Render each line of the listing below as a JSON list of strings, one string per line, and leave out any blank lines.
┌──
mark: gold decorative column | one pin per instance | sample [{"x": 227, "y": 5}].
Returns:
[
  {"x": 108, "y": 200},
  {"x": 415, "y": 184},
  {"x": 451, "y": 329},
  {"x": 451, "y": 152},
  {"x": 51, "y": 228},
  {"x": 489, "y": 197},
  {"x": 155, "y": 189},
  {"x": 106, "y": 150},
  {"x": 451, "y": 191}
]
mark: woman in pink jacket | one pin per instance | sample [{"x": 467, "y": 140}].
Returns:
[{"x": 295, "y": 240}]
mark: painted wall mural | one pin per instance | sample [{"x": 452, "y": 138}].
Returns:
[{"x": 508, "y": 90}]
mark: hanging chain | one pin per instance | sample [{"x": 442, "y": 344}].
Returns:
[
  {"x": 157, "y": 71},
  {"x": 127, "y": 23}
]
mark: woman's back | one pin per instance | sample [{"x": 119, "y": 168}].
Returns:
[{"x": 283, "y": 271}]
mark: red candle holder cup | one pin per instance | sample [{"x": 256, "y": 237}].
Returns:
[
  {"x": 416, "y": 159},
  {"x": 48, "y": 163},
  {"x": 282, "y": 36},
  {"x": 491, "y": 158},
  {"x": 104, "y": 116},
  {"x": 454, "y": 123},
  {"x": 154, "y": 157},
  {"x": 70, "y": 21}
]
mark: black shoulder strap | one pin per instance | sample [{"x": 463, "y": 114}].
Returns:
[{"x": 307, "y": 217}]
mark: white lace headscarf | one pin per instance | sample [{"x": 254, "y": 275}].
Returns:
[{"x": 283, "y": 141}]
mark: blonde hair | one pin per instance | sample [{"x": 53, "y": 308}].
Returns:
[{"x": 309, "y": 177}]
└──
- SOLUTION FOR THIS PROBLEM
[
  "mark: gold decorative column | one pin per instance | sample [{\"x\": 227, \"y\": 5}].",
  "Returns:",
  "[",
  "  {\"x\": 108, \"y\": 200},",
  "  {\"x\": 415, \"y\": 184},",
  "  {\"x\": 451, \"y\": 329},",
  "  {\"x\": 451, \"y\": 152},",
  "  {\"x\": 51, \"y\": 228},",
  "  {\"x\": 489, \"y\": 197},",
  "  {\"x\": 155, \"y\": 189},",
  "  {\"x\": 106, \"y\": 150},",
  "  {\"x\": 451, \"y\": 191}",
  "]",
  "mark: woman in pink jacket | one pin per instance | sample [{\"x\": 467, \"y\": 140}].",
  "Returns:",
  "[{\"x\": 295, \"y\": 240}]",
  "mark: painted wall mural | one pin per instance | sample [{\"x\": 452, \"y\": 138}].",
  "Returns:",
  "[{\"x\": 508, \"y\": 90}]",
  "mark: hanging chain | one pin per instance | sample [{\"x\": 442, \"y\": 344}].",
  "Returns:",
  "[",
  "  {\"x\": 157, \"y\": 71},",
  "  {\"x\": 127, \"y\": 23}",
  "]",
  "mark: woman's back | one pin per instance | sample [{\"x\": 119, \"y\": 168}].",
  "Returns:",
  "[{\"x\": 283, \"y\": 271}]",
  "mark: red candle holder cup | one pin per instance | sample [{\"x\": 256, \"y\": 237}].",
  "Returns:",
  "[",
  "  {\"x\": 416, \"y\": 159},",
  "  {\"x\": 48, \"y\": 163},",
  "  {\"x\": 282, \"y\": 36},",
  "  {\"x\": 491, \"y\": 158},",
  "  {\"x\": 104, \"y\": 116},",
  "  {\"x\": 454, \"y\": 123},",
  "  {\"x\": 154, \"y\": 157},",
  "  {\"x\": 70, \"y\": 21}",
  "]",
  "mark: black shoulder strap | one pin per instance | sample [{\"x\": 463, \"y\": 114}].",
  "Returns:",
  "[{\"x\": 307, \"y\": 217}]",
  "mark: white lace headscarf | one pin per instance | sample [{\"x\": 254, \"y\": 275}].",
  "Returns:",
  "[{\"x\": 283, \"y\": 141}]",
  "mark: blonde hair | one pin per instance | sample [{\"x\": 53, \"y\": 308}].",
  "Returns:",
  "[{\"x\": 309, \"y\": 177}]"
]